Reproduce all of the data, making sure that no line differs from the original.

━━━━━━━━━━━━━━━━

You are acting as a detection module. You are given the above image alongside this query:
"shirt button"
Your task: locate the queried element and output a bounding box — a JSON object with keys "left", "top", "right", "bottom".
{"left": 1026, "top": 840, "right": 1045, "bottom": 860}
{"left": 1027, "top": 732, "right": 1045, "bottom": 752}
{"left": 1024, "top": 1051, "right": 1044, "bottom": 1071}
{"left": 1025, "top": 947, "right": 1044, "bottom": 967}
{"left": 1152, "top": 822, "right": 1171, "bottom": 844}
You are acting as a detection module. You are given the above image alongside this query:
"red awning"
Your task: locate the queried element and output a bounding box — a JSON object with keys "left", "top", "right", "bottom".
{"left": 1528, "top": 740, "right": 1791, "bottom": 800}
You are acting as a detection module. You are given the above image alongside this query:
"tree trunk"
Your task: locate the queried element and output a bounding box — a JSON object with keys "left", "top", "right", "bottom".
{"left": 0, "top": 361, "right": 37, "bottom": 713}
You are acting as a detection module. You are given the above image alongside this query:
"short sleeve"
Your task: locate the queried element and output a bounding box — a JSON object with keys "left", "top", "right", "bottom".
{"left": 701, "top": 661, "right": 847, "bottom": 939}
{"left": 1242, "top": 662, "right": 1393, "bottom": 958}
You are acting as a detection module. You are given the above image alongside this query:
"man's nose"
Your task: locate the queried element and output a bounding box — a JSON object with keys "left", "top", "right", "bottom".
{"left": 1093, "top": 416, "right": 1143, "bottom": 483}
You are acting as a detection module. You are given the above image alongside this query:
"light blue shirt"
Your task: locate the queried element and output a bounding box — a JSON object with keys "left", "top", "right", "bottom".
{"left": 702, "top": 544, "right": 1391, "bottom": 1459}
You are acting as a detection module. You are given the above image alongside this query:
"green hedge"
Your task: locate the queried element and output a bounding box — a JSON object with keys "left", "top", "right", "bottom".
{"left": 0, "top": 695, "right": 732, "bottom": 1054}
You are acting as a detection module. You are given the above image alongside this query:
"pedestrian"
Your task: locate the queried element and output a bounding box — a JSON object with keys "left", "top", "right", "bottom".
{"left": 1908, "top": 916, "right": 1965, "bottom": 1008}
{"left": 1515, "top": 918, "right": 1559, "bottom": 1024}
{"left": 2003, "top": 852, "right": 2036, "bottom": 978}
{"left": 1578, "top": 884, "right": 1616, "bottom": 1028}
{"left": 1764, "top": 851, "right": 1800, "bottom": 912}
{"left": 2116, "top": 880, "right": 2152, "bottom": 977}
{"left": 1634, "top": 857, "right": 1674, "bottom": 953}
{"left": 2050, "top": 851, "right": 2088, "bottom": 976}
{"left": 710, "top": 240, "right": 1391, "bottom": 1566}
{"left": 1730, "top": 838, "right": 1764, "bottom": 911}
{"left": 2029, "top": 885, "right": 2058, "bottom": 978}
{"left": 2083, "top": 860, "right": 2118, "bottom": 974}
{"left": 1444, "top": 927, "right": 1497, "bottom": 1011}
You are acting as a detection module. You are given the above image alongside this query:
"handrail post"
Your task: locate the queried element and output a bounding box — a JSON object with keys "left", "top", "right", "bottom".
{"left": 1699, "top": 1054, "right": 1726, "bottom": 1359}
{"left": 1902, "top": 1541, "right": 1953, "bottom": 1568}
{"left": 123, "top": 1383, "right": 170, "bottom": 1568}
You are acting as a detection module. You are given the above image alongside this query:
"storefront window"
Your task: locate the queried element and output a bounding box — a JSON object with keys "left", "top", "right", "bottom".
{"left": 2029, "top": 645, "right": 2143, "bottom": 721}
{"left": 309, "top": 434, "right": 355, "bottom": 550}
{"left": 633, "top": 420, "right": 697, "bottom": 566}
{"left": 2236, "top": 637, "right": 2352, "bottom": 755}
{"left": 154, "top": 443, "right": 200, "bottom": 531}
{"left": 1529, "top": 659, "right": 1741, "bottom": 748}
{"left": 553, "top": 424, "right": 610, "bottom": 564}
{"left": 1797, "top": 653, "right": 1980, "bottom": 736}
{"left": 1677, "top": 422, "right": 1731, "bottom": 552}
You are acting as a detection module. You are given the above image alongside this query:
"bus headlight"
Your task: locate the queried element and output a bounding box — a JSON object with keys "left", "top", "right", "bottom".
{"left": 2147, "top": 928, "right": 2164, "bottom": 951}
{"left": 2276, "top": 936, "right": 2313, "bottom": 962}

━━━━━━━━━━━━━━━━

▶ Task answer
You are acting as a detection module. You are given the above image alongside this query:
"shirt button"
Your task: locate the queried element and output a bounding box — a JSON object with keys "left", "top", "right", "bottom".
{"left": 1026, "top": 840, "right": 1045, "bottom": 860}
{"left": 1027, "top": 732, "right": 1045, "bottom": 752}
{"left": 1024, "top": 1051, "right": 1044, "bottom": 1071}
{"left": 1025, "top": 947, "right": 1044, "bottom": 967}
{"left": 1152, "top": 822, "right": 1171, "bottom": 844}
You are acting as a detection module. You are given the above image alongside this query:
"red awning"
Your task: locate the queried element and output a bounding box — a JSON object with keys "left", "top", "right", "bottom".
{"left": 1528, "top": 740, "right": 1791, "bottom": 800}
You are acting as a detection module. You are given the above image alongside this query:
"tree trunk"
Your task: locate the queried element and output a bounding box — a JSON object with keys "left", "top", "right", "bottom".
{"left": 0, "top": 361, "right": 37, "bottom": 713}
You are acting as a detection module. You are given the above image alongside this query:
"short sleeve"
Your task: locate the queried element and output a bounding box — a JSON object with keys "left", "top", "right", "bottom".
{"left": 701, "top": 661, "right": 847, "bottom": 939}
{"left": 1242, "top": 662, "right": 1393, "bottom": 958}
You are acting as a detection module. You are given the above image alongside this query:
"man's nose"
Your task: locate the queried element and output a bounding box — a JSON object with keys "left", "top", "right", "bottom".
{"left": 1093, "top": 416, "right": 1143, "bottom": 483}
You are acting as a detection module. You are given the above image alongside this query:
"light blue shirt"
Your task: locate the queried element and output a bounding box — a JSON object with keys "left", "top", "right", "bottom".
{"left": 702, "top": 544, "right": 1391, "bottom": 1459}
You are acting as a detection module. You are given the above image alongside this query:
"green hedge"
Your task: locate the queried element and output a bounding box — a JSON object with keys "left", "top", "right", "bottom".
{"left": 0, "top": 695, "right": 732, "bottom": 1054}
You are acting as a detection module. You are given the above image alongside this query:
"pedestrian"
Your task: locate the queried element and output a bounding box — a JSON object with keys "left", "top", "right", "bottom".
{"left": 1908, "top": 916, "right": 1965, "bottom": 1008}
{"left": 1515, "top": 918, "right": 1559, "bottom": 1024}
{"left": 2003, "top": 852, "right": 2036, "bottom": 978}
{"left": 1578, "top": 884, "right": 1616, "bottom": 1028}
{"left": 1764, "top": 851, "right": 1800, "bottom": 912}
{"left": 2116, "top": 880, "right": 2152, "bottom": 977}
{"left": 1634, "top": 857, "right": 1674, "bottom": 953}
{"left": 2050, "top": 851, "right": 2088, "bottom": 976}
{"left": 710, "top": 240, "right": 1391, "bottom": 1566}
{"left": 1730, "top": 838, "right": 1764, "bottom": 911}
{"left": 2029, "top": 885, "right": 2058, "bottom": 978}
{"left": 2083, "top": 860, "right": 2118, "bottom": 974}
{"left": 1444, "top": 927, "right": 1497, "bottom": 1011}
You are acting as a detection module. You are given the above image alongside this query:
"handrail post"
Your task: locate the queried element and output a bounding box — a JSON object with keys "left", "top", "right", "bottom".
{"left": 1699, "top": 1054, "right": 1726, "bottom": 1359}
{"left": 1902, "top": 1541, "right": 1953, "bottom": 1568}
{"left": 123, "top": 1383, "right": 170, "bottom": 1568}
You are acting as a detection module. You are given the above image alongside this query:
"storefront window"
Your task: locate the queried element and output a bounding box — a JSON object with keys "left", "top", "right", "bottom".
{"left": 2029, "top": 645, "right": 2143, "bottom": 721}
{"left": 309, "top": 434, "right": 355, "bottom": 550}
{"left": 633, "top": 420, "right": 697, "bottom": 566}
{"left": 2236, "top": 637, "right": 2352, "bottom": 755}
{"left": 154, "top": 443, "right": 200, "bottom": 531}
{"left": 1529, "top": 659, "right": 1741, "bottom": 748}
{"left": 553, "top": 424, "right": 610, "bottom": 564}
{"left": 1797, "top": 653, "right": 1980, "bottom": 736}
{"left": 1677, "top": 422, "right": 1731, "bottom": 552}
You are acting as a detection module. You are given the above image alongside this query:
"bus headlight"
Your task: locate the queried element and output a bounding box — a JSON object with keys "left", "top", "right", "bottom".
{"left": 2147, "top": 928, "right": 2164, "bottom": 951}
{"left": 2276, "top": 936, "right": 2313, "bottom": 962}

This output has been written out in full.